Exercise objective | Please resume the mailing-list post about Project Gutenberg trademark licensing, carrying on from its last sentence.

Selected excerpt |
Re: [gutvol-d] Re: unauthorized PG venders

Try understanding how things work before accusing people of "stealing" and being "greedy." PG texts are completely free. No rights reserved, no nothing. The PG TRADEMARK ("Project Gutenberg") is not free. If you create a CD with PG's trademark all over it, you are required to pay licensing fees for that trademark. If, however, you strip the PG trademark, you can do anything you want with those texts. The reason is basically two-fold. 1) PG does need a revenue stream to maintain is admittedly frugal operations. (In reality, the licensing accounts for almost nothing in revenue. Hence, the greedy quote is particularly laughable.) 2) (And more important, imo) PG has to defend its trademark and good name. If you are putting together a DVD of texts, but somehow do a flat out terrible job (ie, half the files on the DVD are corrupted), and PG's trademark is all over the place, we look bad. PG itself is getting tarnished by actions outside our control. By putting licensing over the trademark in place, it gives us *some* control over the content that bears our name. Josh ----- Original Message ----- From: Juhana Sadeharju <kouhia@nic.funet.fi> Date: Thu, 2 Sep 2004 15:09:12 +0300 To: gutvol-d@lists.pglaf.org Subject: [gutvol-d] Re: unauthorized PG venders
On Wed, 25 Aug 2004, Greg Newby wrote:
On Wed, Aug 25, 2004 at 02:34:06PM -0500, Aaron Cannon wrote:
Just found the following link on google. Is this permitted? I was under the impression that the DVD was not supposed to be sold.
Resale for the DVD (unlike the CD) is not explicitly prohibited.
He needs to pay trademark royalties, however, and to my knowledge has not done so.
Sometimes Michael likes to go after such trademark infringers.

Pointing and labeling entries:
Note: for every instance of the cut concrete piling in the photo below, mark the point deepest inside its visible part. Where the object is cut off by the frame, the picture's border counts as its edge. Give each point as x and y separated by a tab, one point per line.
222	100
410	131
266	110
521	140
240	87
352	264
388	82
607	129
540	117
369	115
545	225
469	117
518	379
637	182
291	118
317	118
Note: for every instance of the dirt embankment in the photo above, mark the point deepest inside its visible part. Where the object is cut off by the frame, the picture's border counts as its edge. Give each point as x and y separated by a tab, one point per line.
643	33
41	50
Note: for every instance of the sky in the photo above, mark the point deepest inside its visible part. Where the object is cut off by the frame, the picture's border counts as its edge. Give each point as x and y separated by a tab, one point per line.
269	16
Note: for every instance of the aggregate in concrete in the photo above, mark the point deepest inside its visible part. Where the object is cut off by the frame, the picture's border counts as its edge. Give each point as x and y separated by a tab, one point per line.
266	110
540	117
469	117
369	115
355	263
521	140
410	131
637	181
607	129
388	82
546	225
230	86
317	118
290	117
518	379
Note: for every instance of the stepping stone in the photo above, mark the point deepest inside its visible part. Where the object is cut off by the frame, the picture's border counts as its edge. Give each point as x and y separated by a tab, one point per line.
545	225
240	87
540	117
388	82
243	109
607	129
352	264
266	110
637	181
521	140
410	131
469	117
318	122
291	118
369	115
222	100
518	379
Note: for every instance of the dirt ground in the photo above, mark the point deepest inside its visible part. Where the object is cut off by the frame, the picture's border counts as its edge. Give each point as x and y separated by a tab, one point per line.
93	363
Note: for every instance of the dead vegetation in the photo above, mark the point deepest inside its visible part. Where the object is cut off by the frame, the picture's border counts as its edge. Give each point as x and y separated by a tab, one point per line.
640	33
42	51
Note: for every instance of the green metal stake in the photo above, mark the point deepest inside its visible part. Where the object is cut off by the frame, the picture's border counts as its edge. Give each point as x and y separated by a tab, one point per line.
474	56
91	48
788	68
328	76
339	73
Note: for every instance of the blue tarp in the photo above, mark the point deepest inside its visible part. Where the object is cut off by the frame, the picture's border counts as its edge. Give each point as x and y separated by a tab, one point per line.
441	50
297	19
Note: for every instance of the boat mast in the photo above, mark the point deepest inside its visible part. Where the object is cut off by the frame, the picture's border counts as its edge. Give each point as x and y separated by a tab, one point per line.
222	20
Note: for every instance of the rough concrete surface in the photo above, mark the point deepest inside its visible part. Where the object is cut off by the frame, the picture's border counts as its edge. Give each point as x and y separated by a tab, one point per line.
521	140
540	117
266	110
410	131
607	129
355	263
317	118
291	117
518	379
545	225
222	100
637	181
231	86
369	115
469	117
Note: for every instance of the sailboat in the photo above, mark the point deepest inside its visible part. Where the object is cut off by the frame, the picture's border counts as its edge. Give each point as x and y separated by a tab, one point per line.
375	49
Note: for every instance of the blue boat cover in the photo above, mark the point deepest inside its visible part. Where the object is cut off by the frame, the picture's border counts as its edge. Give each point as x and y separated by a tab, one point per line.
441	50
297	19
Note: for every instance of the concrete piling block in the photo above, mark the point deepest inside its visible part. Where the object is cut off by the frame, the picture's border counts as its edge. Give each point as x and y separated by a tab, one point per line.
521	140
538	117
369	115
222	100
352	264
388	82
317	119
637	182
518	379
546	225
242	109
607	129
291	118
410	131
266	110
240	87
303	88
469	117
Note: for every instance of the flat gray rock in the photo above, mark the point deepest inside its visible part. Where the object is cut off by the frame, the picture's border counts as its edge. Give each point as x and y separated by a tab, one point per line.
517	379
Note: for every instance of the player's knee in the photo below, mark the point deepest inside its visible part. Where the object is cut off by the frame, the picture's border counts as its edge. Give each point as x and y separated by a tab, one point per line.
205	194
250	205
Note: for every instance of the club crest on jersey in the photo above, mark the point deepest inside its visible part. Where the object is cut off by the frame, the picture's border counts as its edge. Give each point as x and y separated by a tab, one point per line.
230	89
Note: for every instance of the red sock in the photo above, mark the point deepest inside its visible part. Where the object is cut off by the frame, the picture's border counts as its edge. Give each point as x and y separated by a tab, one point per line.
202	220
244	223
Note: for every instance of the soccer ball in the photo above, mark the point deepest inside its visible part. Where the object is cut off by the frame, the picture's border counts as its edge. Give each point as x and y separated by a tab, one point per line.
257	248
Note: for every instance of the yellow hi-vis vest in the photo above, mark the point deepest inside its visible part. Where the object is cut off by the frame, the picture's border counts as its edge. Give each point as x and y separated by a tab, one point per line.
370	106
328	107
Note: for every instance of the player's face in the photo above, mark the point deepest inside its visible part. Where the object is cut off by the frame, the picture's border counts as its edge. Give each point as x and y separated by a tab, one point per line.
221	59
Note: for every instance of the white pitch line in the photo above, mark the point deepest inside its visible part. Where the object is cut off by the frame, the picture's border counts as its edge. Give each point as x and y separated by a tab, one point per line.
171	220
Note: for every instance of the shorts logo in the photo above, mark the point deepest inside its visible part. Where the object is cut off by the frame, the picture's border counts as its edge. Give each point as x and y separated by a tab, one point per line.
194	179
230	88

Expected answer |
So, what is this CD and DVD thing? I have never ended up to such issues with GNU software. What one should do when releasing PG etexts on CDs or DVDs? Pay royalties? How much? Why the permission to use PG trademark is not cost-free? Are people being greedy here? Would it be enough to remove every reference to Project Gutenberg? Yet again: Are the PG etexts free (in GNU like sense) or public domain? Who has copyrights to the etexts in the PG archives? I have a solution: Lets move all etexts to my project Truly Free Etexts. Then everyone can do anything with them, burn to CDs and DVDs and sell and re-sell them. The etexts would last forever and nobody can take the joy away -- this is what happens with GNU software. Of course, people should check twice to where contribute etexts. Apparently PG has not been the best place in terms of freedom. (Websites have re-copyrighted the PG etexts, and PG persons have started their own business, PG2, with other's contributions.) I would like to remind that it is great gift that old texts goes to public domain. Lets not abuse this gift. Keep them in public domain and spread the good word. Juhana -- http://music.columbia.edu/mailman/listinfo/linux-graphics-dev for developers of open source graphics software _______________________________________________ gutvol-d mailing list gutvol-d@lists.pglaf.org http://lists.pglaf.org/listinfo.cgi/gutvol-d

Josh, Thank you for the excellent points you made below. I would have to say that it's mighty greedy for people to rip the books from PG, burn them to CD and DVD, and then go selling them on Ebay, thier website, etc It's just plain rude for people to walk all over the hard work Project Gutenberg does and then complain when it asks for a small token in return. Brandon Joshua Hutchinson wrote:
Try understanding how things work before accusing people of "stealing" and being "greedy."
PG texts are completely free. No rights reserved, no nothing.
The PG TRADEMARK ("Project Gutenberg") is not free. If you create a CD with PG's trademark all over it, you are required to pay licensing fees for that trademark. If, however, you strip the PG trademark, you can do anything you want with those texts.
The reason is basically two-fold.
1) PG does need a revenue stream to maintain is admittedly frugal operations. (In reality, the licensing accounts for almost nothing in revenue. Hence, the greedy quote is particularly laughable.)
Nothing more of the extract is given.